## Goal
Extract all records. Keep each one exact.
***** Data entries *****
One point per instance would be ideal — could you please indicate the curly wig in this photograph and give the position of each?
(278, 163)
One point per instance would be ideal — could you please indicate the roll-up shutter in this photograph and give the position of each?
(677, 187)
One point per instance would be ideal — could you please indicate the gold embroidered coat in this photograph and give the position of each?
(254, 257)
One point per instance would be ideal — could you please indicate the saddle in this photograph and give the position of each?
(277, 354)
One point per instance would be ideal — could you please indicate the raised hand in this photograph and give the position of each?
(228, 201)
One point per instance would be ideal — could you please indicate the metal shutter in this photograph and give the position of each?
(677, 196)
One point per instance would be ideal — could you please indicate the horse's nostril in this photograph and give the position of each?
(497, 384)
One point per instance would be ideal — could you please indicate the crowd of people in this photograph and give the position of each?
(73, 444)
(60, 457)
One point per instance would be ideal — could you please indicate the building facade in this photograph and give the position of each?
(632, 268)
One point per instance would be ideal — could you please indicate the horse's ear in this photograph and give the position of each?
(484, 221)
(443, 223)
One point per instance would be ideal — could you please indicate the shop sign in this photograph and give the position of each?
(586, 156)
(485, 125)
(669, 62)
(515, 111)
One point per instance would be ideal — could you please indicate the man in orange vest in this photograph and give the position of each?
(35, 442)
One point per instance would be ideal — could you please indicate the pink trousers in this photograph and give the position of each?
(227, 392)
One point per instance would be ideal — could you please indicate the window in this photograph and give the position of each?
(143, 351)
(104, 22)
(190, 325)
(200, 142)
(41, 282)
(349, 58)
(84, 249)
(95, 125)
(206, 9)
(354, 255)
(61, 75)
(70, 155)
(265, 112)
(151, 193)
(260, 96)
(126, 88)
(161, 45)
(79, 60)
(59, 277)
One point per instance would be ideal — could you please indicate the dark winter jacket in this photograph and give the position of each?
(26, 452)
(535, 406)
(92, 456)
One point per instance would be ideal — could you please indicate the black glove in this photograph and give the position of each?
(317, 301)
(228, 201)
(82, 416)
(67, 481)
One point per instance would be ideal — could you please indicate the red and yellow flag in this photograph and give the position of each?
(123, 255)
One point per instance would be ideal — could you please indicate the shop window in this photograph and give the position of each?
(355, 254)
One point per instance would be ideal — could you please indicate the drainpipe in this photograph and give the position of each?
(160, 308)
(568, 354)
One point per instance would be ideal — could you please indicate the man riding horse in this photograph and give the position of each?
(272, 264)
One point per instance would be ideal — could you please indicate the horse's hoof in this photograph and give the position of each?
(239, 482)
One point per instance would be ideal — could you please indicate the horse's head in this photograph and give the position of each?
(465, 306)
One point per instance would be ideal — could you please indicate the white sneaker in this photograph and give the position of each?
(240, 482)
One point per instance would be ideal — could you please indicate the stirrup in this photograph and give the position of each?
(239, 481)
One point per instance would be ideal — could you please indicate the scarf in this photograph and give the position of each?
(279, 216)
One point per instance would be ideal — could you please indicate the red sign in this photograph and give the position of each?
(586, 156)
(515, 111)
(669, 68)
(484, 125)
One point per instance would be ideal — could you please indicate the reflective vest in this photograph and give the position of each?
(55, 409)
*****
## Answer for the task
One point per instance would be ideal — could you please indicate the curly wig in this photograph and give the position of each?
(278, 163)
One point per instance would be ideal — could you please indicate the roll-up shutter in this photograph and give the position of each?
(677, 187)
One point per instance would be ideal — could you please indicate the gold embroidered coat in this photograph and give the position of each?
(254, 257)
One point per instance would be ideal — could you please indicate the saddle in this photograph and give the position of each?
(277, 354)
One point per instance would be ideal — could you please indicate the raised hand in this photograph and give the position of each?
(228, 201)
One point per instance would be ideal — could you please indicate the metal shutter in this photograph and give the position of each?
(677, 196)
One point per instance would be ideal — could you please indicate the horse's nostril in this photograph and give the position of each?
(497, 384)
One point per instance would be ideal — could you please indicate the crowd of people in this photograph and give the position of each?
(73, 444)
(60, 457)
One point per instance would be ideal — could you please indicate the building facade in this photograph and give the position of each?
(632, 268)
One point per instance would be ideal — could you please indicate the horse's ear in this photograph and give the position of each?
(484, 221)
(443, 223)
One point per instance would be ideal — could you please indicate the shop sign in this photograph and give the position of each?
(586, 156)
(485, 125)
(669, 62)
(515, 111)
One point per instance would be ideal — could you please indicate the man in orange vest in this photograph and give the position of each?
(35, 442)
One point per instance would be ideal — could you please indicate the pink trousers in this photograph and give the position of each?
(227, 392)
One point per instance would be ideal — could you please indicate the window in this photograph and give the position of each?
(143, 351)
(104, 22)
(190, 325)
(200, 142)
(41, 282)
(349, 58)
(84, 249)
(95, 125)
(206, 9)
(354, 255)
(61, 75)
(70, 155)
(265, 112)
(151, 193)
(260, 96)
(126, 88)
(161, 45)
(79, 60)
(59, 277)
One point per instance would be ideal — could you please indicate the dark winter jacket in this photograph and give the position of each?
(26, 452)
(535, 406)
(92, 456)
One point per instance would be ideal — could you please indicate the black glove in this photograph and give the position of each?
(317, 301)
(228, 201)
(82, 416)
(67, 481)
One point per instance would be ideal — could you please indicate the red and yellow flag in this photograph and give the position of each?
(123, 255)
One point per instance would be ideal — could you please indicate the shop window in this photograph and give the position of each?
(355, 254)
One point per instance would be ideal — could you please indicate the drainpipe in this photograph and give the position of each?
(160, 308)
(568, 354)
One point per instance would be ideal — could you please indicate the man riding horse in this photograph and give the position of each?
(272, 264)
One point per instance would be ideal — could you please indicate the horse's hoof in this photograph and give the position of each?
(239, 482)
One point per instance would be ideal — could you please indicate the horse's head in this photograph and give the position of each?
(465, 306)
One point per instance would be ideal — could you please indicate the white sneaker in this photograph and give the position of each?
(240, 482)
One point per instance would be ideal — could you please indicate the stirrup in this photograph and give the position of each?
(239, 481)
One point per instance would be ideal — could you please indicate the scarf in this photograph and give the position of each?
(279, 216)
One point per instance would be ideal — could you please indicate the red sign in this photograph and give the position of each?
(586, 156)
(515, 111)
(669, 68)
(484, 125)
One point per instance would be ideal — could you please indicate the reflective vest in this photograph and give the position of each?
(55, 409)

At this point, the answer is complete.